▶ THE TASK
Please keep only those lines of the material below that contain the string "roof", and copy each of them in full.

▶ DATA ROWS
---
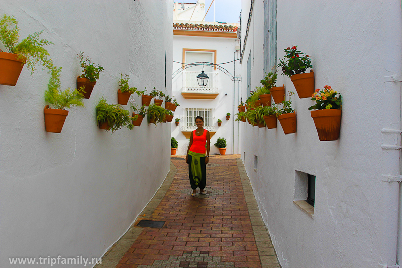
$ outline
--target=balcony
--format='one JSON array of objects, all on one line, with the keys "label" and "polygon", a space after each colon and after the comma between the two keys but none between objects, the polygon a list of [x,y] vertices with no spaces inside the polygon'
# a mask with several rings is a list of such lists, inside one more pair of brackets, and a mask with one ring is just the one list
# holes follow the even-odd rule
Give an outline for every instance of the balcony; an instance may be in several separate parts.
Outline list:
[{"label": "balcony", "polygon": [[185,99],[215,99],[218,96],[217,73],[204,72],[209,79],[207,86],[198,84],[197,76],[199,72],[183,72],[183,88],[181,95]]}]

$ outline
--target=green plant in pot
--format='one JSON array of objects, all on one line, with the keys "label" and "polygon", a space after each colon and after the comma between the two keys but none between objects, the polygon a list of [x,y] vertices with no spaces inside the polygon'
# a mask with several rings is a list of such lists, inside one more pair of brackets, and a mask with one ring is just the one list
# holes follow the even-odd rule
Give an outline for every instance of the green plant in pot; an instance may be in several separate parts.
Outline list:
[{"label": "green plant in pot", "polygon": [[223,137],[219,137],[217,139],[216,142],[214,144],[219,149],[219,153],[224,155],[226,153],[226,139]]},{"label": "green plant in pot", "polygon": [[83,52],[80,52],[77,56],[79,59],[79,64],[82,68],[82,74],[77,78],[77,88],[81,90],[81,88],[83,87],[85,90],[82,92],[84,98],[89,99],[104,68],[99,64],[94,65],[92,62],[92,59],[85,56]]},{"label": "green plant in pot", "polygon": [[120,79],[119,79],[119,87],[117,90],[117,103],[121,105],[127,105],[130,96],[137,91],[136,87],[130,87],[128,75],[124,75],[120,73]]},{"label": "green plant in pot", "polygon": [[53,43],[40,38],[41,31],[28,36],[21,42],[18,22],[4,14],[0,19],[0,42],[7,52],[0,49],[0,84],[15,86],[24,64],[32,75],[39,63],[51,72],[52,59],[45,47]]},{"label": "green plant in pot", "polygon": [[114,131],[123,126],[131,130],[134,127],[131,124],[130,113],[119,104],[109,104],[103,97],[96,106],[96,120],[100,129]]},{"label": "green plant in pot", "polygon": [[[50,106],[45,107],[45,126],[46,131],[61,133],[68,111],[65,108],[72,107],[84,107],[84,96],[77,89],[60,89],[60,76],[61,67],[51,66],[50,79],[47,90],[45,91],[45,101]],[[51,108],[50,106],[53,108]]]},{"label": "green plant in pot", "polygon": [[155,104],[151,104],[148,108],[148,120],[149,124],[163,123],[167,114],[166,110],[163,107]]}]

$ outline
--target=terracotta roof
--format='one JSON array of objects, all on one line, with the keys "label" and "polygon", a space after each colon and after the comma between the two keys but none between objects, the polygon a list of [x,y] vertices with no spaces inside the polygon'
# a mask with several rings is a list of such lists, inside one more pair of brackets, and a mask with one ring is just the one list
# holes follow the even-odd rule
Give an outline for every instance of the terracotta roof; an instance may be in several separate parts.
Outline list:
[{"label": "terracotta roof", "polygon": [[222,25],[213,25],[212,24],[203,24],[200,23],[173,23],[174,30],[192,30],[194,31],[214,31],[216,32],[236,32],[237,26],[225,24]]}]

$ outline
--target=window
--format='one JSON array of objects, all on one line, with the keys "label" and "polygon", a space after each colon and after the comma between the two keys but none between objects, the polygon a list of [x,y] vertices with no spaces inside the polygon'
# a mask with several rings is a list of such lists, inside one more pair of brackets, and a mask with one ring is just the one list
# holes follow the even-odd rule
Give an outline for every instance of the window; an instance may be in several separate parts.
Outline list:
[{"label": "window", "polygon": [[201,116],[204,119],[204,128],[208,131],[215,130],[213,126],[214,109],[196,108],[184,108],[184,130],[192,130],[197,128],[195,125],[197,116]]}]

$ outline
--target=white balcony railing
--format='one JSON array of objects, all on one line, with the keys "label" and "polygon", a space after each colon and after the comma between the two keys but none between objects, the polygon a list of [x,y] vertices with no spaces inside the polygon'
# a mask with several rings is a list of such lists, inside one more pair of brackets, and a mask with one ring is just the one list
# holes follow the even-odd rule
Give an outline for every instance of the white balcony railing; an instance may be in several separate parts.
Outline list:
---
▶ CORRECT RESULT
--target=terracotta roof
Give an outline for every instance of the terracotta roof; an instance may be in several separate parts.
[{"label": "terracotta roof", "polygon": [[222,25],[213,25],[212,24],[203,24],[200,23],[173,23],[174,30],[192,30],[194,31],[214,31],[216,32],[236,32],[237,26],[225,24]]}]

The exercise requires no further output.